> _TASK BRIEF_
Copy out every line of the listing below word for word, with no changes.

* BEGIN SUPPLIED RECORDS *

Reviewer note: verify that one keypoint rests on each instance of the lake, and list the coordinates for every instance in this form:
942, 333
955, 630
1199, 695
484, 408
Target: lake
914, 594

* END SUPPLIED RECORDS *

> _FULL OUTPUT_
Reviewer note: verify that one keypoint rests on each instance of the lake, and list the coordinates for every instance in this form:
942, 333
955, 630
1199, 695
484, 408
Target: lake
914, 594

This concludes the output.